▶ [SOURCE DOCUMENT]
####

I do understand that conntrac sees 172.16.10.1 sending traffic to 172.16.10.2
What I dont understand is why the connection marks on any of this traffic was removed…
Packets don’t carry connection marks (it’s not in the IP packet), they are assigned by conntrack. (There are some exceptions.) The packet output by wireguard has no marks whatsoever on it initially. The packet goes:
[emitted by wg] → initial routing decision → conntrack → mangle output → final routing decision (routing adjustment) → and so on
The packet is annotated with the connection mark in the conntrack phase. Until then, there is no associated connection mark. (On normal linux, wg interfaces have a property fwmark, which allows all packets emitted by wg to be marked on creation - this is not currently available on Mikrotik.)
What I dont understand is how the router can magically put them back on without admin direction…
Again, packets on interfaces (ethernet, virtual interfaces, all of them) come into the router “naked”. Conntrack labels them based on the conntrack entry it associates with them. When a mangle assigns a connection mark, it is noted in the conntrack entry the packets nf metadata references.
Where was conntrack involved in the process of changing the addresses>> Conntrac is not involved after DSTNAT in prerouting its before, and of course before the next block of input srcnat.
(as per packet flow diagram)
Again, dst-nat modifies the conntrack entry. That’s its primary purpose. The translation is done immediately to be in line with the (freshly modified) conntrack entry.
Connection tracking is only seen again in output just before mangle output which I suppose is where we move that traffic out WAN2 with the connection marks and route mark.
I do understand the concepts of un-dst and un-src so that we have a traffic flow that now resembles 192.168.112.10 to 192.168.33.1.
I do understand that the original dst port (listening port on local device) and original src port ( listening port from remote device) were maintained throughout the process and need no shenanigans.The other thing that is not clear to me is how this fools the router at all vis-a-vis avoiding WAN1. In SINDYs rule we fool the router in the last step, by getting the router to un-dsnat out wan2 vice WAN1.
We do no such thing in your example. We piddle around a faux bridge, which is mainly to avoid the scenario if WAN1 dies. but I dont see how we avoid WAN1 in main table, which SIndys rule addresses.
Un-dstnat only changes the address. The interface is decided by routing. In mangle output a routing mark “wan2” is applied based on the connection mark “wg-wan2”, and the output interface is determined in the “routing adjustment” phase based on the routing mark “wan2” to be the wan2 interface.
(I see what you are doing with wireguard just dont agree with it. There is no case where both sides of a connection need 50.0/24 that I can see.)
Regarding the contrack and wireguard and dual WAN etc… I approached it from a different angle so it makes sense to me.

####

▶ [DATA SEGMENT]

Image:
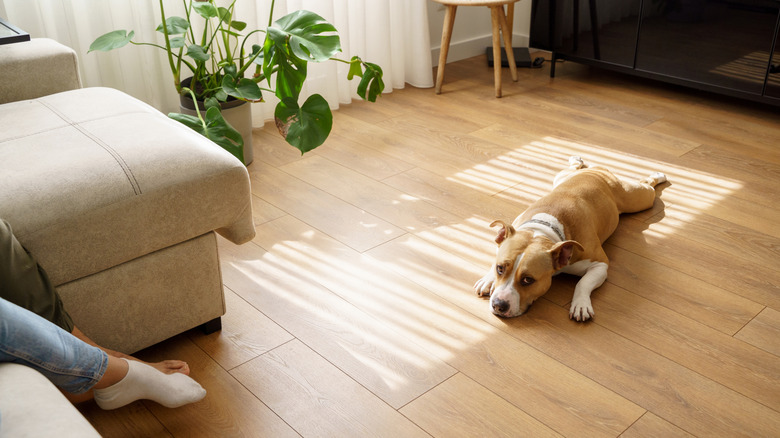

####

▶ [TASKS AND EXERCISES]
A. In the conntrack thread, copy the passage word for word, beginning at the words "(as per packet" and stopping after "modified) conntrack entry.".
B. According to the conntrack thread, which property of wg interfaces on normal Linux allows all packets emitted by wg to be marked on creation?
C. List, in order, each stage named in the packet path that the conntrack thread gives for a packet output by wireguard.

▶ [ANSWERS FOR THIS EXERCISE]
A.
(as per packet flow diagram)
Again, dst-nat modifies the conntrack entry. That’s its primary purpose. The translation is done immediately to be in line with the (freshly modified) conntrack entry.

B. fwmark

C.
1. Emitted by wg
2. Initial routing decision
3. Conntrack
4. Mangle output
5. Final routing decision (routing adjustment)